**WHAT NEEDS TO BE DONE:** Reproduce everything from the first of the lines below down to the line containing "left=295, top=187, right=759, bottom=943", with "a paper" replaced by "a poster" and nothing else changed. Give back only that stretch of lines.

++++ MATERIAL SHOWN

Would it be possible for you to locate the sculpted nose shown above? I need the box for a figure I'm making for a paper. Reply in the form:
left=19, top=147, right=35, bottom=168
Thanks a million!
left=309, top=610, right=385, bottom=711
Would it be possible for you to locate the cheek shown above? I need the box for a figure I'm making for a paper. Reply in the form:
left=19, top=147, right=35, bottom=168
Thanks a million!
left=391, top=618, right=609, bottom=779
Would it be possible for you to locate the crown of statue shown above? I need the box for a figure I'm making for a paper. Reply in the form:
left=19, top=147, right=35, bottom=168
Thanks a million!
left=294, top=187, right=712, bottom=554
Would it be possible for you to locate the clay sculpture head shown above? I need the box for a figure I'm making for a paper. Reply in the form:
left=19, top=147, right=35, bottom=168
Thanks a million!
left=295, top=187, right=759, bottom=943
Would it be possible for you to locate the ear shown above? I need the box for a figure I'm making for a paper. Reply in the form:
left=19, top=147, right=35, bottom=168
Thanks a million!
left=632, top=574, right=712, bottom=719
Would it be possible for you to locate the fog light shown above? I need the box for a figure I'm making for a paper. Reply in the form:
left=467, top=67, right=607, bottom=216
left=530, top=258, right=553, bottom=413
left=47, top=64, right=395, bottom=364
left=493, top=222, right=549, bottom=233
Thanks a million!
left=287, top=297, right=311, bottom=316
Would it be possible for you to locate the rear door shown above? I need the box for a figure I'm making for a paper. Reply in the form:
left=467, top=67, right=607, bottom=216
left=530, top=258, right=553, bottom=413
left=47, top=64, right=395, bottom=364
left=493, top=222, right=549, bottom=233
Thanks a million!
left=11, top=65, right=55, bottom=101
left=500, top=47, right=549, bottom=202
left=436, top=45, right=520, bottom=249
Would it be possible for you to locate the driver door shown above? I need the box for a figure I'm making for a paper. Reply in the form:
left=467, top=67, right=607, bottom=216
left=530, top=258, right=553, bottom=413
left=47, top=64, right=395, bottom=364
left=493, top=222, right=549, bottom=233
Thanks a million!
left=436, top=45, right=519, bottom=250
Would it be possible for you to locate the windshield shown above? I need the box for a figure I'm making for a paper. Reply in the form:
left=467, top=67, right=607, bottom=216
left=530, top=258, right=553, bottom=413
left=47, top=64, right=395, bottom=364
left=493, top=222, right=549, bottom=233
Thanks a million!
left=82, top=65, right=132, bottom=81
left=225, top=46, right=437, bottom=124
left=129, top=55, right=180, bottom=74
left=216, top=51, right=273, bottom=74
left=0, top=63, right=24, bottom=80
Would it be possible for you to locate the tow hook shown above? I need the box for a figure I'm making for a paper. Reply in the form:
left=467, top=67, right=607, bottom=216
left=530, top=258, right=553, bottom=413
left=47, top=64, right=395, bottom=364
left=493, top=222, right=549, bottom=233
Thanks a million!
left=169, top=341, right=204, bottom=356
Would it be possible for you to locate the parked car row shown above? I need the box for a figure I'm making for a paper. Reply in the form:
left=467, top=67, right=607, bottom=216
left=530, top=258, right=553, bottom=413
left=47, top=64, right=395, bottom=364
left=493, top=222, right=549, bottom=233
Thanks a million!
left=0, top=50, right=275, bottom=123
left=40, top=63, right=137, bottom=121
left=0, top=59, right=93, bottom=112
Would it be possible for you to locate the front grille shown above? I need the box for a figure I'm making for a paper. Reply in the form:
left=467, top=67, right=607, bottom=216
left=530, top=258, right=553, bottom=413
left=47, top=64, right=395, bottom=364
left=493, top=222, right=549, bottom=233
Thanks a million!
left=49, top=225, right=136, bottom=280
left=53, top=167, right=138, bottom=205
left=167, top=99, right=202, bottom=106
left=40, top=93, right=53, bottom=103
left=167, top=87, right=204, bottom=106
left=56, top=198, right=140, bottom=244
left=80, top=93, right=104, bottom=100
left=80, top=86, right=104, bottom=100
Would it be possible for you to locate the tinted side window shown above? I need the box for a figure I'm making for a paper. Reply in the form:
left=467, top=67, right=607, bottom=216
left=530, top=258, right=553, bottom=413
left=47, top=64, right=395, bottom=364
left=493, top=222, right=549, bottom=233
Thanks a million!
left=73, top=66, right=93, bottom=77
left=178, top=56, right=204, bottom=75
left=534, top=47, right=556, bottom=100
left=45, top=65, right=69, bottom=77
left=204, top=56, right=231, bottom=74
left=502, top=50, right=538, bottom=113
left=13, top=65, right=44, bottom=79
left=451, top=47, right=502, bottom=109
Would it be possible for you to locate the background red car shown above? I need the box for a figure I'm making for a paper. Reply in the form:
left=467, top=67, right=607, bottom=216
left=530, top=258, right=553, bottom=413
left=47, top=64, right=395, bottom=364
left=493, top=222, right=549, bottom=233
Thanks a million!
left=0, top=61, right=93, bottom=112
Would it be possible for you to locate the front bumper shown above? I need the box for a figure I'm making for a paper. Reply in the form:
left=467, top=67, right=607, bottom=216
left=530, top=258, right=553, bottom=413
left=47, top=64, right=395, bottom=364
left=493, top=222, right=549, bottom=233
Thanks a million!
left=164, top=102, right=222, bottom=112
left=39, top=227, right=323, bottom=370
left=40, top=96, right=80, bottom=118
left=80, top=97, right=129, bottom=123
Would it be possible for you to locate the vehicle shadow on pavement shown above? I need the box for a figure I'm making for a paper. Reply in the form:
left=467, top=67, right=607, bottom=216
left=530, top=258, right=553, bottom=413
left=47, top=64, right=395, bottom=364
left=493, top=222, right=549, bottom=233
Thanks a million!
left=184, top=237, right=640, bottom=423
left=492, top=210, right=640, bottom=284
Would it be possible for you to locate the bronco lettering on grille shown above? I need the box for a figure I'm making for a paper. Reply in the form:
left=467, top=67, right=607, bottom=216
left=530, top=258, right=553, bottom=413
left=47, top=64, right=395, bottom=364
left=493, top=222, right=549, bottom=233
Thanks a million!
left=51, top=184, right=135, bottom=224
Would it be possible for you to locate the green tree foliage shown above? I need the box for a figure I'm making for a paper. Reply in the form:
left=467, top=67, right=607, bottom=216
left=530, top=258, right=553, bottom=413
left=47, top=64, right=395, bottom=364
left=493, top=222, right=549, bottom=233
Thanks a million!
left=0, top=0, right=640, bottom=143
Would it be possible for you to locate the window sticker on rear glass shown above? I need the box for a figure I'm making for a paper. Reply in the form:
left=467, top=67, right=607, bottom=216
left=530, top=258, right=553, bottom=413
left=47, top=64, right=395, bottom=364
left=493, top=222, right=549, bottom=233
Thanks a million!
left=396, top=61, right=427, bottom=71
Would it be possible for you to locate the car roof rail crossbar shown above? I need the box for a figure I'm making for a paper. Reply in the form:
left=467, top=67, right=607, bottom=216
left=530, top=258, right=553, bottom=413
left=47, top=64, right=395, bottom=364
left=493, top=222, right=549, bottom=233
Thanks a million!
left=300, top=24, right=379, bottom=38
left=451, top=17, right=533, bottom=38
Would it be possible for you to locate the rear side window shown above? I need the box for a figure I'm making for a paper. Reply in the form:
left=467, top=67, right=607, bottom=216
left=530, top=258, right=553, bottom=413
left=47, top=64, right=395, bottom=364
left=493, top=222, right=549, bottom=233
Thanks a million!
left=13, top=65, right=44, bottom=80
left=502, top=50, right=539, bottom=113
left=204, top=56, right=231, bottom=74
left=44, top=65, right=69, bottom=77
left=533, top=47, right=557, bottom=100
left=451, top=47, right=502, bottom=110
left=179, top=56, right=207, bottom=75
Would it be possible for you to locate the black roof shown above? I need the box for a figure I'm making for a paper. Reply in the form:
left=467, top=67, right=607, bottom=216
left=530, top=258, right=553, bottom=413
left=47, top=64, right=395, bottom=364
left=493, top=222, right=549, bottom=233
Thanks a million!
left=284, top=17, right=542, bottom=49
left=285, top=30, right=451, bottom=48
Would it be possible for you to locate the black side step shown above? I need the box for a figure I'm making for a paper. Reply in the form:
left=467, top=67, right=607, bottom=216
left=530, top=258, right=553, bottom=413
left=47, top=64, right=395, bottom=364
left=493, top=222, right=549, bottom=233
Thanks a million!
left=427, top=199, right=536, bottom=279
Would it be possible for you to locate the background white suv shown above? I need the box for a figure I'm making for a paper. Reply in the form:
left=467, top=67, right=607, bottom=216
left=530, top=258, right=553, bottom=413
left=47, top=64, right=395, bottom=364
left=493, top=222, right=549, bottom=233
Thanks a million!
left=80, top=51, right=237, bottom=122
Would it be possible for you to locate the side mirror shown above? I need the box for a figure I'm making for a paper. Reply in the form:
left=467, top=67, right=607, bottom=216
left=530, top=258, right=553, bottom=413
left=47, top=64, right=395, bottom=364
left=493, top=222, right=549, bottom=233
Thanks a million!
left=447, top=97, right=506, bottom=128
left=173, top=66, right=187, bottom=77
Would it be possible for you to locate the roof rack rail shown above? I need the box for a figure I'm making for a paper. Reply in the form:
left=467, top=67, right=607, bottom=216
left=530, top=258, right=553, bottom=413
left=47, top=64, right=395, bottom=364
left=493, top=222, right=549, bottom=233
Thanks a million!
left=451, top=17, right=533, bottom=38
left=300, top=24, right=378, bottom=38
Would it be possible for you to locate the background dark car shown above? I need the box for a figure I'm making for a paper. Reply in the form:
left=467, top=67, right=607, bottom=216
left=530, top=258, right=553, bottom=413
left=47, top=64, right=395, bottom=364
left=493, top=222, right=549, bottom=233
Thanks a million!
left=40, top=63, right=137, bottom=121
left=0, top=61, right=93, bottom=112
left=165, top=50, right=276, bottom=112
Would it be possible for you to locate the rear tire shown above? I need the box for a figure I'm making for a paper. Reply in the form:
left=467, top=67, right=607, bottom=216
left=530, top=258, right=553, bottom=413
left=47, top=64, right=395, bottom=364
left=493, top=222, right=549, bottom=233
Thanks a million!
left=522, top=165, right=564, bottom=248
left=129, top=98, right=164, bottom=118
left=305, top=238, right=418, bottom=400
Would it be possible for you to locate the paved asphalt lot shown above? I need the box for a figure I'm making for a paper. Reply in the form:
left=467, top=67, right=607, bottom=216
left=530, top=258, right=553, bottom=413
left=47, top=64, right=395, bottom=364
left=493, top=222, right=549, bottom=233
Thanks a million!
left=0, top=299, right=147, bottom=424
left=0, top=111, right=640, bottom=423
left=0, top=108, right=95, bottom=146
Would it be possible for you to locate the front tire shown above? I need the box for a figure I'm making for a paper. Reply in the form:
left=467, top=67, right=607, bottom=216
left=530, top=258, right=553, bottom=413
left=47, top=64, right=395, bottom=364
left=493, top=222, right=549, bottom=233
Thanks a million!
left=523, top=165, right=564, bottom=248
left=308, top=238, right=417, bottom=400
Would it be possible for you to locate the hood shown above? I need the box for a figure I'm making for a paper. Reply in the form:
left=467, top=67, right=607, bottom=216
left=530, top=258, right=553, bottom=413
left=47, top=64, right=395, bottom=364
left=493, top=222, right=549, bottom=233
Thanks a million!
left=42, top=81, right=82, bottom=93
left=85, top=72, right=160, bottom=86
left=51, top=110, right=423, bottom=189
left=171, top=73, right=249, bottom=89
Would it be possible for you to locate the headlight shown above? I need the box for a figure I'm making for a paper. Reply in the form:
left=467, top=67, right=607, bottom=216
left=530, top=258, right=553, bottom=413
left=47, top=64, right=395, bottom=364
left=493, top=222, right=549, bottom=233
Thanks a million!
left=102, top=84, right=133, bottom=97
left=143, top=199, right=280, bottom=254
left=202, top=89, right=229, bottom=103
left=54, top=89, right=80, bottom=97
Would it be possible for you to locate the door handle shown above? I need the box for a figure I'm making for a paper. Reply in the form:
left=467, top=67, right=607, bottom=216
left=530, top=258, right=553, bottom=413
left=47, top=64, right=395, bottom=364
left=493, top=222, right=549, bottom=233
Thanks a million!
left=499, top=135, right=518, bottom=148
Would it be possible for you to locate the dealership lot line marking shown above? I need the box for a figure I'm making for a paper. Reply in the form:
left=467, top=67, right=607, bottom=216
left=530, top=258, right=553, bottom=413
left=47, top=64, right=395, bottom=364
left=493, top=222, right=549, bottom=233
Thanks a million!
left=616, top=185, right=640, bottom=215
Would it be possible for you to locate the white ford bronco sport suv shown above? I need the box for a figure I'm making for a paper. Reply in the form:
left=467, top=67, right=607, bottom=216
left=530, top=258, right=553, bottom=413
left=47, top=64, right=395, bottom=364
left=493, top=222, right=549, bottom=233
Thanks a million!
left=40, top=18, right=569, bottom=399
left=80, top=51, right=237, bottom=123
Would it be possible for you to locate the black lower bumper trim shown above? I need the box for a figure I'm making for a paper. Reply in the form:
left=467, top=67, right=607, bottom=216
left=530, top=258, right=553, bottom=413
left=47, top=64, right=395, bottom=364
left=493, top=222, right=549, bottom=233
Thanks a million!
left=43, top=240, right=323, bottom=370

++++++++

**SOLUTION:**
Would it be possible for you to locate the sculpted nose shown above? I need the box for a figure I'm making for a poster. Reply in the form:
left=19, top=147, right=35, bottom=168
Thanks a million!
left=309, top=610, right=385, bottom=711
Would it be possible for you to locate the cheek shown above? I need the box for a figure I'm making for a poster. Reply in the form:
left=19, top=147, right=35, bottom=168
Thanks a million!
left=391, top=618, right=609, bottom=779
Would it be possible for you to locate the crown of statue shown above? I need the box for a figure I'm making for a poster. Reply in the form:
left=19, top=147, right=35, bottom=168
Thanks a million!
left=294, top=187, right=712, bottom=554
Would it be possible for you to locate the clay sculpture head shown above? I need the box for a figure I'm making for a poster. Reply in the form:
left=19, top=147, right=35, bottom=168
Thanks a million!
left=295, top=187, right=759, bottom=943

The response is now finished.